--- Data provided ---

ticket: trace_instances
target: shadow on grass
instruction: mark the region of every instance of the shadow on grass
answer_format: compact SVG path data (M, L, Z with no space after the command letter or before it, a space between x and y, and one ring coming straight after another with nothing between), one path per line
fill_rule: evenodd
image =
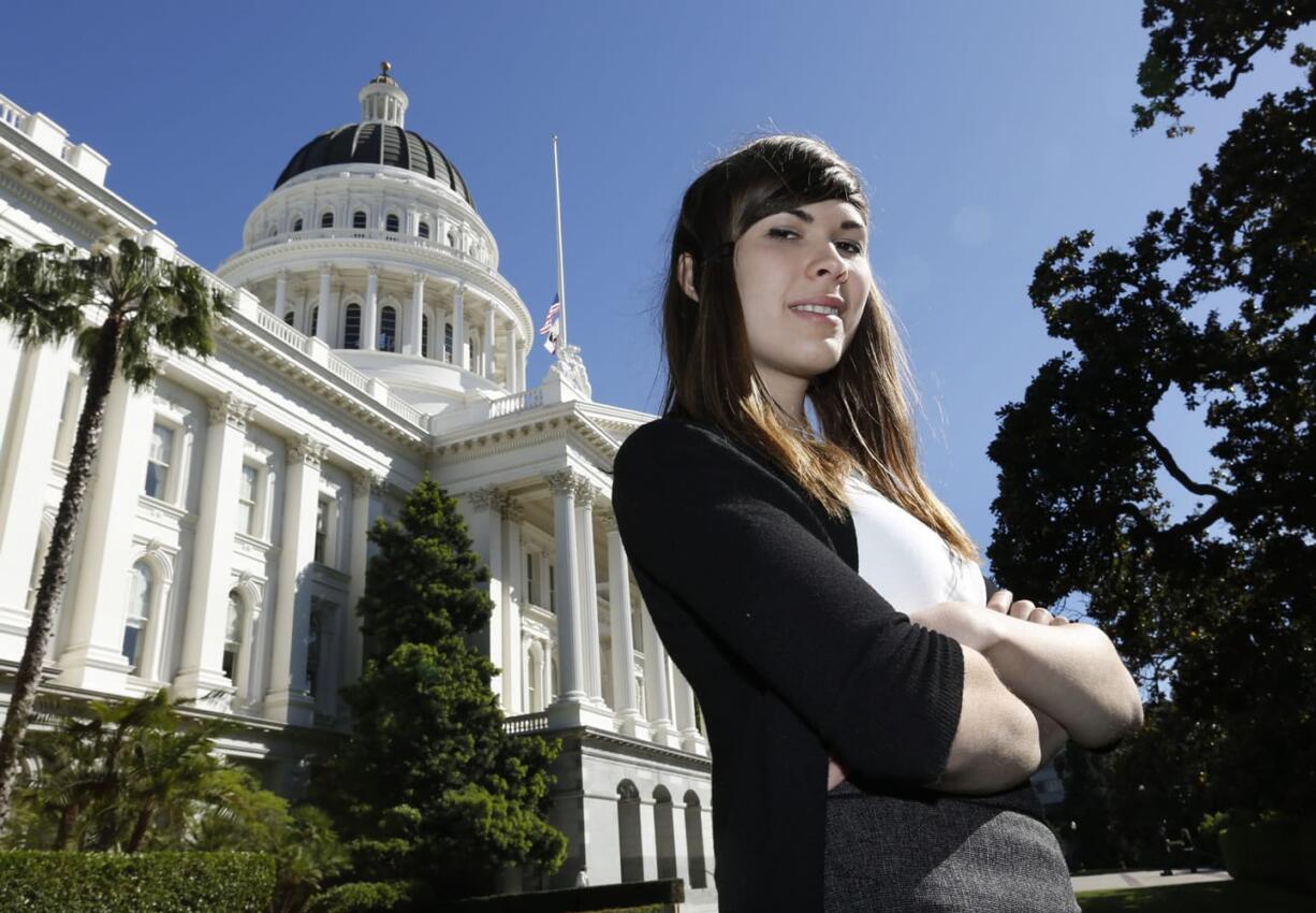
M1249 881L1084 891L1083 913L1309 913L1316 897Z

---

Stated task: Print every line of the listing above without changing any of it. Omit the pictures from your output.

Answer for this exercise:
ticket: trace_instances
target: shadow on grass
instruction: mark the region of every instance of the shadow on grass
answer_format: compact SVG path data (M, L, Z with no space after the command letter or before it, a space between x and y, and one ring coming straight after another with nothing between), one path per line
fill_rule: evenodd
image =
M1249 881L1084 891L1083 913L1309 913L1316 897Z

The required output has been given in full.